> _Objective 1_:
Reproduce part of the post on grass seed for a sandy, shady area word for word, beginning at "I did some grading" and stopping after "here in SC.".
> _Objective 2_:
Continue the post about grass seed for a sandy, shady yard from the point where it ends.

# Grass seed for Sandy/shady area



## mwemaxxowner (May 30, 2020)

I did some grading in a back yard for a friend today. The area is shady and sandy. He's asking me about helping him get some grass established, and he certainly needs to or he's going to have some erosion issues.

I feel like it's probably a good candidate for centipede or Bermuda (if the shade isn't too severe) but I would like to get something establishing sooner than later. I know those won't be doing any germinating until spring.

I've thrown out some Rye in similar spots at home and it grows well despite the sand and the shade. However, I doubt he's going to want to spend the money on a grass that'll be so short lived.

I'm wondering about creeping red fescue. Will it germinate in cooler temperatures? It may be too late for even rye now, I don't know. It has been warm enough lately, but we seem to be turning a corner and finally getting colder weather here in SC.

I doubt I can talk him into sod.

Pictured is the area, if you can tell anything useful from a photo.

> _Dataset content_:
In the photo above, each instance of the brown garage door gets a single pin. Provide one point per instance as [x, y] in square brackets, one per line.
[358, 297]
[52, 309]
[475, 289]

> _Exercise output 1_:
I did some grading in a back yard for a friend today. The area is shady and sandy. He's asking me about helping him get some grass established, and he certainly needs to or he's going to have some erosion issues.

I feel like it's probably a good candidate for centipede or Bermuda (if the shade isn't too severe) but I would like to get something establishing sooner than later. I know those won't be doing any germinating until spring.

I've thrown out some Rye in similar spots at home and it grows well despite the sand and the shade. However, I doubt he's going to want to spend the money on a grass that'll be so short lived.

I'm wondering about creeping red fescue. Will it germinate in cooler temperatures? It may be too late for even rye now, I don't know. It has been warm enough lately, but we seem to be turning a corner and finally getting colder weather here in SC.

> _Exercise output 2_:
The rye I have germinating and growing steady at home over the past month maybe has me overly optimistic we can get something going. Maybe I need to talk him into letting me put down some mat and straw to help reduce erosion until spring.


----------



## 0318 (Dec 7, 2021)

I overseeded my lawn last year with CRF, soil temps were about 55F and I've head germination after 14 days. Also on sandy soil, so very similair to your friends.

What is your soil temp now?

Comming spring I will most likely overseed again with CRF so I'm following this!
Hopefully some more experienced people can help further


----------



## Green (Dec 24, 2017)

Use a Tall Fescue/fine fescue mix for that area. Specifically, strong Creeping red and/or Chewings fine fescue, paired with a blend of low-growing or dwarf TTTF (which have fairly fine blades and good shade performance). 80/20 to 70/30 TTTF/FF ratios would probably work well.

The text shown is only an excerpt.